------ Task input ------

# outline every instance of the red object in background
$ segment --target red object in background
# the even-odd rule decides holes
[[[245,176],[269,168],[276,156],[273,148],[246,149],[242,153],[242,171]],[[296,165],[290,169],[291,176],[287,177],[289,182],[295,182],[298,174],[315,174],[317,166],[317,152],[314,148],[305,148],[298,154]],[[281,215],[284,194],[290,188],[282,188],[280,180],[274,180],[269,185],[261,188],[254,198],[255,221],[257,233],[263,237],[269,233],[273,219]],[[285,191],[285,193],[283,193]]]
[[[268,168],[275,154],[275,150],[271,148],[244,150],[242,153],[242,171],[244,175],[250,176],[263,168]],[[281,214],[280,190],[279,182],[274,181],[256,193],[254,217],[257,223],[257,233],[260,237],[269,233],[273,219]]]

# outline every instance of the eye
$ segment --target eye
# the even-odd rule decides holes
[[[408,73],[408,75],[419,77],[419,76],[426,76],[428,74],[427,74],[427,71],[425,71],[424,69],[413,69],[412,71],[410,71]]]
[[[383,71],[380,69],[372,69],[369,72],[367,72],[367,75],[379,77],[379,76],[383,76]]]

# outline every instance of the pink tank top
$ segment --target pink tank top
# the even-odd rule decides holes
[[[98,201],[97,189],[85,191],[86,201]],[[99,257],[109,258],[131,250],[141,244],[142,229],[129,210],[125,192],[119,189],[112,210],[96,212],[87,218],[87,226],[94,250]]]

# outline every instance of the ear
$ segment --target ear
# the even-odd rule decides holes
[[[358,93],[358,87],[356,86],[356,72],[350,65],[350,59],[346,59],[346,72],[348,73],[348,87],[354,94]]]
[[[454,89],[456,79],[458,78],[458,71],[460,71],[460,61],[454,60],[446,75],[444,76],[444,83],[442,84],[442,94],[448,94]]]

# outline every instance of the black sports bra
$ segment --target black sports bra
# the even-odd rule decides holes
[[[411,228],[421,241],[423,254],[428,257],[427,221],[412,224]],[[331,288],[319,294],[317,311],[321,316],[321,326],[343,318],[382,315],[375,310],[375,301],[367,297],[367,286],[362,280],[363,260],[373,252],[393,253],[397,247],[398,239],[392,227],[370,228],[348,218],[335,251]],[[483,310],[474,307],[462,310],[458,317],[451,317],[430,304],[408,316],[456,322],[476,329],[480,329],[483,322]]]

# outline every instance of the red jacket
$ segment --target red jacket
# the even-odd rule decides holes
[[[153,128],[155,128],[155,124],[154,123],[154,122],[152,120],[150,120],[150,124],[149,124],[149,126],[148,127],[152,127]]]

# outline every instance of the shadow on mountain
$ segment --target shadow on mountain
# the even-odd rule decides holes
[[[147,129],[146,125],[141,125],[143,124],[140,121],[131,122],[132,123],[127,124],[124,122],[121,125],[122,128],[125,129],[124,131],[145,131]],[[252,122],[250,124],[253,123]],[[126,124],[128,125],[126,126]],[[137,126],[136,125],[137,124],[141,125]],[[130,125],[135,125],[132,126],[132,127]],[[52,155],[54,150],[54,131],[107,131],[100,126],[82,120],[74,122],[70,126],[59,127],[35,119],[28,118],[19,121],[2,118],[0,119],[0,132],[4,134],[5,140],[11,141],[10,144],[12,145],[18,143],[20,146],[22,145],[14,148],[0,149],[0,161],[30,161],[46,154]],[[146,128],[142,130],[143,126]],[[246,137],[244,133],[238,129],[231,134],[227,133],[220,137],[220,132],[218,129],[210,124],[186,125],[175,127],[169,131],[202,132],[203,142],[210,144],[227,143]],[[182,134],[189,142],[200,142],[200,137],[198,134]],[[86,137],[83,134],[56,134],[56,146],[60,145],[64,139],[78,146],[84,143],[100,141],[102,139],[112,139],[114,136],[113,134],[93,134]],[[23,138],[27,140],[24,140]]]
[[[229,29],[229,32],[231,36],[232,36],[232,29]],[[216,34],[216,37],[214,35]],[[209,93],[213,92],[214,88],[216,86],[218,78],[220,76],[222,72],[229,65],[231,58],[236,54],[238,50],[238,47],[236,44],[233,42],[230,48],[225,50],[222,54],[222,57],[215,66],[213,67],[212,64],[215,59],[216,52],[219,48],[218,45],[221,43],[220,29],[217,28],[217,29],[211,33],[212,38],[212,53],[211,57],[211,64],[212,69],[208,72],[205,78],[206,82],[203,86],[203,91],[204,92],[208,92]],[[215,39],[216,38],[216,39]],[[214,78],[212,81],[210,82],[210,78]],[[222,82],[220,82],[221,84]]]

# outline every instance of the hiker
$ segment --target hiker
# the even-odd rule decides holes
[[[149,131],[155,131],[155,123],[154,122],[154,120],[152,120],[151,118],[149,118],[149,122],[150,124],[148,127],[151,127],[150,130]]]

------

#### Set problem:
Reproduce the records above exactly, starting with the line that contains "# outline every instance of the hiker" and ending with the last line.

#### Answer in full:
# outline every instance of the hiker
$ segment --target hiker
# the even-odd rule decides holes
[[[149,131],[155,131],[155,123],[154,122],[154,120],[152,120],[151,118],[149,118],[149,122],[150,124],[148,127],[151,127],[150,130]]]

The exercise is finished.